> Records for the task:
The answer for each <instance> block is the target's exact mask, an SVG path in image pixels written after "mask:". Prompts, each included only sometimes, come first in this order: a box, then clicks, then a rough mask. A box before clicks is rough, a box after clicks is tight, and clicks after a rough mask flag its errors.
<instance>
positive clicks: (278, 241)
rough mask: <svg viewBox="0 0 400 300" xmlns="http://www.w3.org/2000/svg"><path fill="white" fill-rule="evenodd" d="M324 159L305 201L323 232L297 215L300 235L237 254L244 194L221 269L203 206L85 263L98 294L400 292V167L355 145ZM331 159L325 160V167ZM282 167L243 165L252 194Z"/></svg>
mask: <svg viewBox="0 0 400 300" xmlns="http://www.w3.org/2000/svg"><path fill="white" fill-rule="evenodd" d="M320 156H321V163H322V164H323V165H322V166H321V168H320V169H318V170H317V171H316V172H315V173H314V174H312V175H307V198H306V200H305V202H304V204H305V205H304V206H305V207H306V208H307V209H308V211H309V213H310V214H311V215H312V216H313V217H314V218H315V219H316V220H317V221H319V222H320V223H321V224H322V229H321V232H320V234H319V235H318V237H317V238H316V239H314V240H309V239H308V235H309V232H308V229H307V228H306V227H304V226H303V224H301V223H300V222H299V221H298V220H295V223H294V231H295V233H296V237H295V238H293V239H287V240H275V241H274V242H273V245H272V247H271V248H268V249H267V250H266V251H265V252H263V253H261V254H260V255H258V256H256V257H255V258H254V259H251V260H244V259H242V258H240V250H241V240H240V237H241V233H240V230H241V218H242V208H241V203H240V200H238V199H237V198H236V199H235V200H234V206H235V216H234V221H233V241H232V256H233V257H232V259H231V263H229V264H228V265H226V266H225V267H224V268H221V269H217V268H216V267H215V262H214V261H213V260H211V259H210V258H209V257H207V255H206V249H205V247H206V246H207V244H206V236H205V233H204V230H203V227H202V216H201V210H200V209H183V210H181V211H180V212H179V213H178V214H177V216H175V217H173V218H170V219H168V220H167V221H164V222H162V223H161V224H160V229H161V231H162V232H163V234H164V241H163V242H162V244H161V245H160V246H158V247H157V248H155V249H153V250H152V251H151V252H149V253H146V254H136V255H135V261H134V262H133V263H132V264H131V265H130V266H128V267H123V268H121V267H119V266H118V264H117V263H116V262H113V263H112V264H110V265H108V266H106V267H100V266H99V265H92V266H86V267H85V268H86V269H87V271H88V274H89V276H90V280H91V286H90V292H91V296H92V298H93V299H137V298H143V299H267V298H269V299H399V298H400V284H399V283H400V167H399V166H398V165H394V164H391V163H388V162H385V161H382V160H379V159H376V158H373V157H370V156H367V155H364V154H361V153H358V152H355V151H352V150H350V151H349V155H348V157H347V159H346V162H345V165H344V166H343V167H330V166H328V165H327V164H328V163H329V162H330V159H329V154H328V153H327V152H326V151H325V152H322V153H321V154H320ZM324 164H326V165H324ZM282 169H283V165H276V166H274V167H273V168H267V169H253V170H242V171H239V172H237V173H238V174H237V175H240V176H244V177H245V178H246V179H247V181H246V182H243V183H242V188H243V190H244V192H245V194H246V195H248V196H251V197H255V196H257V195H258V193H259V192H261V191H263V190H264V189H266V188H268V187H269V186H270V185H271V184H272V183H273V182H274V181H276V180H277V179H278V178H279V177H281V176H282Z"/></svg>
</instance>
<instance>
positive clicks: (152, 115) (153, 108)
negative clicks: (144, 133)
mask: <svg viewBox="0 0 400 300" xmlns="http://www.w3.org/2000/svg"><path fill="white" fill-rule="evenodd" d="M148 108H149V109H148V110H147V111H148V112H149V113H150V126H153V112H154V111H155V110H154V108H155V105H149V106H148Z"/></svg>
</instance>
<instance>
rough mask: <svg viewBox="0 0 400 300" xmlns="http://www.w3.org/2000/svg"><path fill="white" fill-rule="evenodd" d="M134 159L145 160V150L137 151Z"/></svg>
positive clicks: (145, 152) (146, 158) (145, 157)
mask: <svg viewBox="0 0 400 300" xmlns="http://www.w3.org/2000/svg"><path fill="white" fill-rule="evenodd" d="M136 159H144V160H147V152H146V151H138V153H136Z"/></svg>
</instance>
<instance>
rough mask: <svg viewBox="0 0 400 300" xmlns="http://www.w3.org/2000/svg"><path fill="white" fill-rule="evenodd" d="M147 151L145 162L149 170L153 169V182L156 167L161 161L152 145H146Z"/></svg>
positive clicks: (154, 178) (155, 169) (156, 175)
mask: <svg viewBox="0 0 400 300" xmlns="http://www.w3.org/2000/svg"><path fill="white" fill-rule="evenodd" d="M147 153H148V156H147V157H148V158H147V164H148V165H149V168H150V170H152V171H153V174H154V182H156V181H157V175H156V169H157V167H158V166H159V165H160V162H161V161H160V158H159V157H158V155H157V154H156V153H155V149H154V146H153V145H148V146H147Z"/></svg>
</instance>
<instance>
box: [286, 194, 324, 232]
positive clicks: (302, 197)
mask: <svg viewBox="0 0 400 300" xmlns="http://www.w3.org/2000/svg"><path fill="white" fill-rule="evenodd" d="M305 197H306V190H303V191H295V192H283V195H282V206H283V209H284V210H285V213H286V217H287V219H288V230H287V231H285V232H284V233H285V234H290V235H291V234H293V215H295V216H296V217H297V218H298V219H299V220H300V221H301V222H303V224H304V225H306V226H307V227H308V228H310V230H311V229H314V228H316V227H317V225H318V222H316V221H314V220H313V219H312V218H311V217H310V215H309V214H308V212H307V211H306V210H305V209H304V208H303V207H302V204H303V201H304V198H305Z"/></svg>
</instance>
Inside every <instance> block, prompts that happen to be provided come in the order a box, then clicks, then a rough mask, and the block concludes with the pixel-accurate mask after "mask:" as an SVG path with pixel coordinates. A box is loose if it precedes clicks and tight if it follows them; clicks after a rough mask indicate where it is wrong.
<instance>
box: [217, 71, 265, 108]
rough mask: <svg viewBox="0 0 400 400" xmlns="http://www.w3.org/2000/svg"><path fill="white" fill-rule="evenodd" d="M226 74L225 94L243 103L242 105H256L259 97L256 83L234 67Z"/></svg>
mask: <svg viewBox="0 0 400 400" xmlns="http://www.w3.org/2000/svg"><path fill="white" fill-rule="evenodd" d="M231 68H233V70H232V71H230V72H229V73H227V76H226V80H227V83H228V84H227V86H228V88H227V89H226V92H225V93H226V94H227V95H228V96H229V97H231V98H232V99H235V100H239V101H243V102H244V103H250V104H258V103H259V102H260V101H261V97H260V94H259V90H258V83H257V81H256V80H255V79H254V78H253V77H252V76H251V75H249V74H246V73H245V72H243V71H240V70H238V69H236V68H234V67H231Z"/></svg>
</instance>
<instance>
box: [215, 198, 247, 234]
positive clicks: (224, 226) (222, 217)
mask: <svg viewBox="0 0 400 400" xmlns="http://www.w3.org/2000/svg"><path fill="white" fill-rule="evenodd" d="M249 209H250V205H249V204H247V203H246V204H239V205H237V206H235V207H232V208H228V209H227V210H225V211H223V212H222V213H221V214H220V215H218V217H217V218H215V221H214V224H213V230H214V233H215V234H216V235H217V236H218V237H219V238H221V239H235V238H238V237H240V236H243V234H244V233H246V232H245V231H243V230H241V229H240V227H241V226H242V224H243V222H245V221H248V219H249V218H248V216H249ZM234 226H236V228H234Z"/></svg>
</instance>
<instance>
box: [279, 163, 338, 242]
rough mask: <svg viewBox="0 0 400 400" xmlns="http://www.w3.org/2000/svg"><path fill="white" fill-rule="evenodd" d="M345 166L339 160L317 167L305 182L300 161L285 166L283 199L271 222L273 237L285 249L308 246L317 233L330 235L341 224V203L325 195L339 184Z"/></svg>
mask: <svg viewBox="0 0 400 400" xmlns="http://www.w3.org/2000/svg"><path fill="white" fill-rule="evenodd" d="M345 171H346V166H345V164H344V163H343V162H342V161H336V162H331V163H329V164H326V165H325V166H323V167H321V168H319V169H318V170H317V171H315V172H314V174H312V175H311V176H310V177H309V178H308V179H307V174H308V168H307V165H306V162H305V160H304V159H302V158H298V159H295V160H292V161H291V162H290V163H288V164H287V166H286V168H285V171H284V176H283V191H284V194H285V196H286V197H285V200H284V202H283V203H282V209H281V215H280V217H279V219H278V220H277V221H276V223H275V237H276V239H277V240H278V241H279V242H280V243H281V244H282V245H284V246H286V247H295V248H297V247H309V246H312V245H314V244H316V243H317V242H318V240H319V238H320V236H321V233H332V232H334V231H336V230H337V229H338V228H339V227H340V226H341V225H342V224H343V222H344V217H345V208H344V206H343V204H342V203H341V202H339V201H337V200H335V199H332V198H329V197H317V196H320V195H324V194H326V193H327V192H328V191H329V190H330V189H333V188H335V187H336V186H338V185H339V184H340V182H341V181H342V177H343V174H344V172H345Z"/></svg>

> What to produce: Set every line down again exactly. Begin with the first line of the entries and finish with the line containing "positive clicks: (278, 241)".

> Answer space:
The answer for each <instance> block is the target's exact mask, an SVG path in image pixels written after "mask:". Prompts, each included only sometimes, come first in this order: a box, then clicks, then a rough mask. A box before clicks is rough, a box after clicks is tight, and clicks after a rough mask flag its errors.
<instance>
positive clicks: (278, 241)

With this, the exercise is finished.